[Extracted data entries]
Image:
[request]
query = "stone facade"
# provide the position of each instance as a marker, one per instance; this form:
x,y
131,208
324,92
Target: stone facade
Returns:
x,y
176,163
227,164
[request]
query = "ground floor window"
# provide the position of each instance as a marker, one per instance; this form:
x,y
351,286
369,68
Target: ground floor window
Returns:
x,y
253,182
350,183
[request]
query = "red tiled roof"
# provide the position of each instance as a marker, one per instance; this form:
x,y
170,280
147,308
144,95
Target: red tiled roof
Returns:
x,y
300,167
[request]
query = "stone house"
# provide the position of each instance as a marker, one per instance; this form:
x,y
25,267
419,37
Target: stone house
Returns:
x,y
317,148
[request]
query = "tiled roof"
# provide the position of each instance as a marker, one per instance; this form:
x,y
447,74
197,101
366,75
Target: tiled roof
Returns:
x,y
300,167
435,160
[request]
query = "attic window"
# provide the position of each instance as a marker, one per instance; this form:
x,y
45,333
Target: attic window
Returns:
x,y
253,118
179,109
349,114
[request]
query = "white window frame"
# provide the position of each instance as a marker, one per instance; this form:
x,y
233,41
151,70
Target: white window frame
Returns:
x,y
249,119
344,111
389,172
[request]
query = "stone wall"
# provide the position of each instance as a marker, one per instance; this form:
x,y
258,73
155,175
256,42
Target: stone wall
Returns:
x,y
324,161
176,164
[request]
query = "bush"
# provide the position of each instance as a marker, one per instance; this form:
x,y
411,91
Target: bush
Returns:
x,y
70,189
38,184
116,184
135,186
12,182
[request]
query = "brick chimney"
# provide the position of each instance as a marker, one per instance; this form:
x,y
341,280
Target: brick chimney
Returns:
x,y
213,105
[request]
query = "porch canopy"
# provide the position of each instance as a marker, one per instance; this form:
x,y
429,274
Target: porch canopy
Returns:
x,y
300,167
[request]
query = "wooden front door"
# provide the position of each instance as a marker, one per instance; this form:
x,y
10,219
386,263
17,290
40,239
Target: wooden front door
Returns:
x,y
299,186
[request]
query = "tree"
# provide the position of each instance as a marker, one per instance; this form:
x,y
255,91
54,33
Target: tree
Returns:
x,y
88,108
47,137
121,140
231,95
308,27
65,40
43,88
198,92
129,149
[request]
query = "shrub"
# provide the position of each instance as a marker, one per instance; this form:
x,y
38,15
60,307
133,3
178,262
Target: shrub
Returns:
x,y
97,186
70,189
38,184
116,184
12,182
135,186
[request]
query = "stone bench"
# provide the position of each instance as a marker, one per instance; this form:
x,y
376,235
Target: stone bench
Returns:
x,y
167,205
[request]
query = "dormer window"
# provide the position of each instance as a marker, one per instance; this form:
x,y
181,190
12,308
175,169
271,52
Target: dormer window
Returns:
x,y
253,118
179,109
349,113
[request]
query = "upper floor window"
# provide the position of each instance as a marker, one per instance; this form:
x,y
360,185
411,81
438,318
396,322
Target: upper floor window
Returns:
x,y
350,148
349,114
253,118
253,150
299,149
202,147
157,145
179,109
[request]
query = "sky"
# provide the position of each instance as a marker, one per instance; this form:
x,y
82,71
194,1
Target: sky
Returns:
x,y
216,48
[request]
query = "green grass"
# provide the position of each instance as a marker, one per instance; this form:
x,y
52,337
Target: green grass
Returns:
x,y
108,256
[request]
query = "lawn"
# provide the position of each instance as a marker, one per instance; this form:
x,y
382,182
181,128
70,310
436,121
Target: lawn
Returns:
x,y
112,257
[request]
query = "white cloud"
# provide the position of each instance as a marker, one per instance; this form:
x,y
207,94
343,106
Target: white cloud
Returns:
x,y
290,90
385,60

#### AIM
Quote all of the entries exactly as they appear.

#### EXPECTED OUTPUT
Image:
[request]
query = "stone facade"
# provide the position of each instance as a marker, one per instance; this form:
x,y
131,208
324,92
Target: stone facade
Returns:
x,y
176,163
227,164
[request]
query = "ground floor window"
# provide the position of each instance as a marker, one per instance; this form:
x,y
351,286
369,68
Target: ground floor window
Returns:
x,y
253,182
350,183
[request]
query = "red tiled roof"
# provide the position of each instance as a marker, one per instance; this form:
x,y
170,280
147,308
144,95
Target: red tiled roof
Returns:
x,y
300,167
[request]
query = "stone house"
# provide the position of each instance as a marker, one per instance; this form:
x,y
25,267
419,37
Target: stone house
Returns:
x,y
317,148
[request]
query = "tiled roof"
# provide the position of each instance as a marker, one per instance; this form:
x,y
447,74
197,101
366,75
Target: tiled roof
Returns:
x,y
300,167
435,160
[request]
query = "attic window"
# provide the position of each instance as a marker, one per instance; this form:
x,y
45,333
Target: attic window
Returns:
x,y
253,118
179,109
349,114
[request]
query = "white window frame"
# provide the position of each instance as a marker, one per instance; this form:
x,y
233,41
151,70
Target: white window frame
Returns:
x,y
249,119
344,111
389,172
[request]
query = "stone wall"
# provide the position of each instance as a marker, one per instance; this form:
x,y
258,73
155,175
256,42
Target: stone wall
Returns:
x,y
324,161
176,164
[request]
query = "bush"
# provide the position of each instance as a marker, one per instance; this form:
x,y
411,91
Target: bush
Returns:
x,y
70,189
38,184
116,184
135,186
12,182
[request]
query = "brick chimney"
# provide the position of each instance as a marker, one per instance; this form:
x,y
341,280
Target: brick chimney
Returns:
x,y
213,105
[request]
query = "porch canopy"
# provide the position of each instance as a marker, one per instance; this form:
x,y
429,274
Target: porch canopy
Returns:
x,y
300,167
[request]
query = "wooden front door"
# provide the position of each instance as a marker, one per instance; this form:
x,y
10,219
386,263
17,290
40,239
Target: wooden front door
Returns:
x,y
299,186
[request]
query = "tree"
# provide the position of each instance as a marker, one per instance; this form:
x,y
255,91
54,33
Target: tree
Returns:
x,y
88,108
47,137
121,140
231,95
308,27
65,40
43,88
198,92
129,149
[request]
query = "shrub"
# provide the position of each instance as a marker, one per instance; this form:
x,y
38,15
60,307
133,3
178,262
Target: shrub
Returns:
x,y
97,186
70,189
38,184
116,184
12,182
135,186
[request]
query = "stone bench"
# provide the position of each instance as a marker, one per instance; this form:
x,y
376,235
Target: stone bench
Returns:
x,y
167,205
[request]
query = "dormer window"
# provide the position of each instance as a marker, one per instance; this form:
x,y
181,190
12,308
175,169
271,52
Target: dormer window
Returns:
x,y
253,118
179,109
349,113
[request]
query = "upper floor window"
# provide the position of each instance as a marker, one per instance; this form:
x,y
360,185
411,81
438,318
396,322
Target: upper floor window
Returns:
x,y
350,148
349,114
253,118
253,150
299,149
202,147
157,145
179,109
[request]
query = "sky"
# provide the position of each instance as a marker, one per instance; this form:
x,y
82,71
194,1
Target: sky
Returns:
x,y
216,48
[request]
query = "green grass"
# provide the position of each instance as a marker, one per instance; this form:
x,y
52,337
Target: green grass
Returns:
x,y
108,256
[request]
query = "lawn"
# provide the position of each instance as a marker, one per instance; this form:
x,y
382,182
181,128
70,310
436,121
Target: lawn
Returns:
x,y
112,257
[request]
query = "white cloud"
# provide the position of each instance as a marker, one per instance; this form:
x,y
207,94
343,106
Target: white cloud
Returns:
x,y
290,90
385,60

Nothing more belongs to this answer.